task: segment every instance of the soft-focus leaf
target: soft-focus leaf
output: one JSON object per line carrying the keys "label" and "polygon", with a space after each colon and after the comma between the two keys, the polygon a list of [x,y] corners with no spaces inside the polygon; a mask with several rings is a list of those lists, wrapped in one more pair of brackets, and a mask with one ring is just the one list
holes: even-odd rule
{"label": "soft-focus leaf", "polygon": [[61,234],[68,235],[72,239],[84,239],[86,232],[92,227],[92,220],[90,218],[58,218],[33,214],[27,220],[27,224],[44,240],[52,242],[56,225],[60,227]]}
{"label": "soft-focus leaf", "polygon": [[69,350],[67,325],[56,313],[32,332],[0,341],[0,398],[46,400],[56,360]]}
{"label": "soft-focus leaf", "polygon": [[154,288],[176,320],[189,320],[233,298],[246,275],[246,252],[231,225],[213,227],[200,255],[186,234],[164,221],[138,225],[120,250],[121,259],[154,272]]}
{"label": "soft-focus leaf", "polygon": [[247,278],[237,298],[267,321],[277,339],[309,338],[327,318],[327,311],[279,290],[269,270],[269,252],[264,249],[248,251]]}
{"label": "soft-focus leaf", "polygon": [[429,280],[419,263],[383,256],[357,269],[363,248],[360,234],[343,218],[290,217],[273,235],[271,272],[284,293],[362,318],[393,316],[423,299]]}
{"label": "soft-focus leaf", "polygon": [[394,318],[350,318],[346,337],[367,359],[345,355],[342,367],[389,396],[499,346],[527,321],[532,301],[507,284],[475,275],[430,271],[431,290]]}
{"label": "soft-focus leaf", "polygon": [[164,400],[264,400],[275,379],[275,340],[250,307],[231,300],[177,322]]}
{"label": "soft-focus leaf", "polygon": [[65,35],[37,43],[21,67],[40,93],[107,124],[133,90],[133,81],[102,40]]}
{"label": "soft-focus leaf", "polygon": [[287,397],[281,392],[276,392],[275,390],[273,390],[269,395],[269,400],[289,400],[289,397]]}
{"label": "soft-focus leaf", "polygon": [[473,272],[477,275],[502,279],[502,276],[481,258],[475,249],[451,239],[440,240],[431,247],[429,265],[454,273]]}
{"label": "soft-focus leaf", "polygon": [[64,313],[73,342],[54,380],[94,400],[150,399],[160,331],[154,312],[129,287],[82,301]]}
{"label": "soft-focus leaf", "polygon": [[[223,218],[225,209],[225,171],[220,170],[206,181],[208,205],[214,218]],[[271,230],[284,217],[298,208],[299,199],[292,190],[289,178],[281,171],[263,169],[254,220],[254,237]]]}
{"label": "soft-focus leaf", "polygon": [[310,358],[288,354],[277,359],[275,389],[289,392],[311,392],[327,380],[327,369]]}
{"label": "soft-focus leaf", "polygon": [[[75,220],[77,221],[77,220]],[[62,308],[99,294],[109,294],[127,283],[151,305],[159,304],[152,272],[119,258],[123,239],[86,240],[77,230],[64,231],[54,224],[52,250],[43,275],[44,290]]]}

==

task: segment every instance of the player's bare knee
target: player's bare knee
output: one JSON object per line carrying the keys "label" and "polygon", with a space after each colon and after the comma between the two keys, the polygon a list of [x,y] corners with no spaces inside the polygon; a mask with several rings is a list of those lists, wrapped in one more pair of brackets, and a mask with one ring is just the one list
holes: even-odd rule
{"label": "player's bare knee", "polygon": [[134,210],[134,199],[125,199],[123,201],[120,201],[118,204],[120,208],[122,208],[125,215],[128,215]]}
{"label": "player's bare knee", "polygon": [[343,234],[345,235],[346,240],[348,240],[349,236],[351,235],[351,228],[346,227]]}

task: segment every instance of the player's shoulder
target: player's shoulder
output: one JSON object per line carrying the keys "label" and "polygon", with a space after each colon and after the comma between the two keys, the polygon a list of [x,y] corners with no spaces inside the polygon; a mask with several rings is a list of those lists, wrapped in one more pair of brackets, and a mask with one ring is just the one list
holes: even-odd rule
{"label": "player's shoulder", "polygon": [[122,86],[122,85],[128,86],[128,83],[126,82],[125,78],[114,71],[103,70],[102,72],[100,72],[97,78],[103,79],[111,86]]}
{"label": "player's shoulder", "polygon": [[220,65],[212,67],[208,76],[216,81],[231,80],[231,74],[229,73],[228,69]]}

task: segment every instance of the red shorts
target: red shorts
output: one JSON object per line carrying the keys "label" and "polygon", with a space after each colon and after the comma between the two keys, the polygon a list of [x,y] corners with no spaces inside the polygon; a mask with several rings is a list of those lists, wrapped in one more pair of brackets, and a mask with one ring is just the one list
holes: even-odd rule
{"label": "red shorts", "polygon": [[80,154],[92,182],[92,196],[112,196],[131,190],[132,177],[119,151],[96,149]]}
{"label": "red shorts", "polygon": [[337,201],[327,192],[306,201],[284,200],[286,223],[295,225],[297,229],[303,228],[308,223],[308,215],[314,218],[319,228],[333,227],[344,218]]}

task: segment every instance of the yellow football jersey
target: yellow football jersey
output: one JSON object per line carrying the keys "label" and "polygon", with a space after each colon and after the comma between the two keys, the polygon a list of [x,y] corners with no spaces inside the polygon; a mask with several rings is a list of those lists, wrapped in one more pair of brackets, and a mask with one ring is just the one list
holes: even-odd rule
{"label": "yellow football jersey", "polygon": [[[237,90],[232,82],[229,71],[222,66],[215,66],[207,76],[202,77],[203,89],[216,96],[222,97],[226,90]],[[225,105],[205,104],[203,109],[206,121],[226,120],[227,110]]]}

==

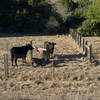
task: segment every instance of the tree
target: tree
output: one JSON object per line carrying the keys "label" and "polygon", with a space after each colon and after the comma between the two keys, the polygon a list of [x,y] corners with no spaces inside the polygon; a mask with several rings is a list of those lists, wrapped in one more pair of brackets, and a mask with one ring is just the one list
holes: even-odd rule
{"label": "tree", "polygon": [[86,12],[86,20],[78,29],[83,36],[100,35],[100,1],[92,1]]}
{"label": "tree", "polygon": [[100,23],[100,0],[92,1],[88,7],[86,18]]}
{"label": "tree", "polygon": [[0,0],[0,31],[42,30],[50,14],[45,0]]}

(Your assignment):
Determine the number of lines in the listing that hold the word "task". Nothing but that number is wanted.

(Expected answer):
6